▸ **AIM**: Could you rewrite all of the lines below as a numbered list, leaving out any blank lines?

======== SUPPLIED MATERIAL ========

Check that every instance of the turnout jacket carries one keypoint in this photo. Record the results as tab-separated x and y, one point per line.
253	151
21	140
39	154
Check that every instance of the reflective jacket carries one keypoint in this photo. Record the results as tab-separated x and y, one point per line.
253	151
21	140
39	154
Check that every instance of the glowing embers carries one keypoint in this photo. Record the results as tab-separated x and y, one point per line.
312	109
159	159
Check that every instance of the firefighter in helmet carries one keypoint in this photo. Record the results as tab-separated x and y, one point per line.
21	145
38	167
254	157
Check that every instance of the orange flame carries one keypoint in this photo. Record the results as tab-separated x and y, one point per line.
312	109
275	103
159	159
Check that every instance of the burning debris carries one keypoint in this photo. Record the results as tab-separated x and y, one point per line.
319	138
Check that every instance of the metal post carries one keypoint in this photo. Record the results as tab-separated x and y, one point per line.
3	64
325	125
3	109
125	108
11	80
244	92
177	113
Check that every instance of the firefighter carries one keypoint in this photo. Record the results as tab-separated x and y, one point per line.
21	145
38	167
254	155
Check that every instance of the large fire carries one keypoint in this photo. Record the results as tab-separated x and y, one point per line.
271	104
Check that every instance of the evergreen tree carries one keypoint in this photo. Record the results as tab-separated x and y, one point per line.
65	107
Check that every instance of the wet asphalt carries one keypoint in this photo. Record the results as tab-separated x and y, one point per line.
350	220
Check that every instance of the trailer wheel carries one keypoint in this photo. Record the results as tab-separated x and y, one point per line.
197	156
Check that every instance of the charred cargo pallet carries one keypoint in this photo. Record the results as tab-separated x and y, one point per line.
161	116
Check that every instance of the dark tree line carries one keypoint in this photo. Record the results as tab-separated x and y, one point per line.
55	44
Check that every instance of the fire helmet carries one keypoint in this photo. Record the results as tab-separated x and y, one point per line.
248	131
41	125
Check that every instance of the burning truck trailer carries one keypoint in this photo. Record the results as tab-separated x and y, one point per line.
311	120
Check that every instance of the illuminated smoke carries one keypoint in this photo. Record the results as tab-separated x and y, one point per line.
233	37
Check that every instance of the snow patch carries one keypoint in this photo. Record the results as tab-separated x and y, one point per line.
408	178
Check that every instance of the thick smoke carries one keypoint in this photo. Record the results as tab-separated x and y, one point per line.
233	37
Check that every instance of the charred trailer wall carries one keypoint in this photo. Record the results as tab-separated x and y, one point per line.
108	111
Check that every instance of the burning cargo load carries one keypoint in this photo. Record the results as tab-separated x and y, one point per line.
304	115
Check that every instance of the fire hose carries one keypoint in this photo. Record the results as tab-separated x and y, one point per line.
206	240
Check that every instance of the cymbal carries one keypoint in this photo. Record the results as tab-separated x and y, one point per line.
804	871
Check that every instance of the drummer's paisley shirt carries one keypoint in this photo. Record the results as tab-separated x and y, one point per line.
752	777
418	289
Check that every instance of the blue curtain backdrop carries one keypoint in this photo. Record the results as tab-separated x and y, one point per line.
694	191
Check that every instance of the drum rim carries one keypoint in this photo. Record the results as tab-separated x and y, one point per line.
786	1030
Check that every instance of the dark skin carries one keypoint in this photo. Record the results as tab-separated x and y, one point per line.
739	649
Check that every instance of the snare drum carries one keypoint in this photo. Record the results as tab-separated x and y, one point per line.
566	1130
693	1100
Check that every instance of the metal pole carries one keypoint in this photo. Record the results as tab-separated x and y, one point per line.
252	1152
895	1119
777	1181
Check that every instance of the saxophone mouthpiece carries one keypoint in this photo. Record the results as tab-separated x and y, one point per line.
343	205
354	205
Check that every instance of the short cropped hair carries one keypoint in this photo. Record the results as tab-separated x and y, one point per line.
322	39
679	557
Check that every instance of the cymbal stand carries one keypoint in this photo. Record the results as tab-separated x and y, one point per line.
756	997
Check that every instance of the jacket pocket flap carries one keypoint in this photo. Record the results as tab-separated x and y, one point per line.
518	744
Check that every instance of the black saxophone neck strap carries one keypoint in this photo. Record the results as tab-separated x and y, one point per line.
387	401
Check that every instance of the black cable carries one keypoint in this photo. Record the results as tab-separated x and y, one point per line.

========

▸ **RESPONSE BELOW**:
1. Check that every instance of the turnout jacket carries one keypoint in this photo. Record the results as tab-separated x and y, one point per line.
2. 253	151
3. 21	140
4. 39	154
5. Check that every instance of the reflective jacket carries one keypoint in this photo. Record the results as tab-separated x and y, one point per line.
6. 253	151
7. 21	140
8. 39	154
9. Check that every instance of the glowing embers carries one keypoint in this photo. Record the results as tab-separated x and y, one point per line.
10. 312	109
11. 159	159
12. Check that every instance of the firefighter in helmet carries one keypoint in this photo. Record the results as tab-separated x and y, one point per line.
13. 21	145
14. 38	167
15. 254	157
16. Check that every instance of the orange flame carries one keypoint in this photo. Record the results as tab-separated x and y, one point per line.
17. 312	109
18. 275	103
19. 159	159
20. Check that every instance of the burning debris carries one keypoint in this photo. Record the results as tab-separated x and y, one point per line.
21. 319	138
22. Check that every instance of the metal post carries one keypoint in this photo. Record the results as tab-separated x and y, one point per line.
23. 3	64
24. 325	125
25. 3	109
26. 125	108
27. 11	80
28. 244	92
29. 177	113
30. Check that every instance of the firefighter carries one keypoint in this photo. Record the results as tab-separated x and y, one point per line.
31. 21	145
32. 38	167
33. 254	155
34. Check that every instance of the large fire carries one keypoint in this photo. Record the results as tab-separated x and y, one point per line.
35. 271	104
36. Check that every instance of the evergreen tree carries one keypoint in this photo. Record the results as tab-separated x and y, one point per line.
37. 65	107
38. Check that every instance of the wet asphalt carries one keypoint in this photo. Record the results as tab-separated x and y, one point per line.
39. 350	220
40. Check that every instance of the trailer wheel carries one keypoint in this photo. Record the results as tab-separated x and y, one point per line.
41. 197	156
42. Check that every instance of the charred cargo pallet carries one keypoint in this photo. Record the results as tab-separated x and y, one point per line.
43. 161	116
44. Check that every instance of the dark tree line carries one keypoint in this photo. Record the results as tab-separated x and y, one point per line.
45. 55	44
46. Check that every instance of the fire helmet carries one keypoint in this photo. Record the results as tab-separated x and y, one point per line.
47. 248	131
48. 41	125
49. Check that every instance of the burning truck trailer carries one keypoint in this photo. Record the results as tab-separated x and y, one point per line.
50. 311	120
51. Check that every instance of the illuminated smoke carries one keypoint in this photo. Record the results as tab-separated x and y, one point per line.
52. 233	37
53. Check that every instance of the snow patch carries one keypoint in this photo. Record the results as tab-separated x and y, one point per line.
54. 408	178
55. Check that every instance of the thick smoke carries one keypoint in this photo. Record the results as tab-separated x and y, one point per line.
56. 233	37
57. Check that every instance of the charred trailer wall carries one keypoint in this photo. Record the results as tab-separated x and y, one point per line.
58. 108	111
59. Check that every instance of the burning cargo load carries one keypoint in this photo. Record the results as tab-separated x and y, one point per line.
60. 304	115
61. Check that every instance of the fire hose carries one keypoint in this photo. Record the results as tab-separated x and y, one point per line.
62. 206	240
63. Check that every instance of the cymbal carries one keypoint in this photo. Record the results as tab-separated x and y, one point per line.
64. 804	871
65. Check that every instance of the drummer's paisley shirt carries one keypoint in this photo. Record the results as tab-separated x and y, one point per line.
66. 752	777
67. 418	289
68. Check that every instance of the blue curtain backdrop carries one keypoint in this photo. Record the results as tab-separated x and y, one point per line.
69. 694	191
70. Check that every instance of the drum rim carries one keypoint in this photo. Record the results as tab-separated x and y, one point per line.
71. 786	1030
72. Check that every instance of the dark skin carries one keypoint in this photo. Record the results as tab-separated x and y, one point per line.
73. 739	649
74. Check that every instance of the snare drum carries one keypoint in this photo. Record the results as tab-separated x and y, one point per line.
75. 566	1130
76. 693	1100
77. Check that every instance of the metal pole carries one keypoint in this photo. Record the results as tab-separated x and y, one point per line.
78. 252	1152
79. 895	1119
80. 777	1181
81. Check that every instance of the saxophone mouthpiece carries one keypoint in this photo. Record the results as tab-separated x and y, one point per line.
82. 343	205
83. 354	205
84. Check that every instance of the short cropped hair carries one keypoint in this photo. Record the results as tab-separated x and y, one point per line.
85. 322	39
86. 679	557
87. Check that every instance of the cymbal stand carries one keypoint in this photo. Record the results as tab-separated x and y, one point per line.
88. 756	997
89. Check that every instance of the jacket pocket flap carries one keypoint in this photo. Record the results as tab-separated x and y, one point per line.
90. 518	744
91. Check that every instance of the black saxophone neck strap carries one keypoint in this photo. Record the results as tab-separated x and y, one point per line.
92. 387	401
93. Check that every instance of the black cable carries one keypoint in this photo. Record the results as tab-separated x and y, one point per line.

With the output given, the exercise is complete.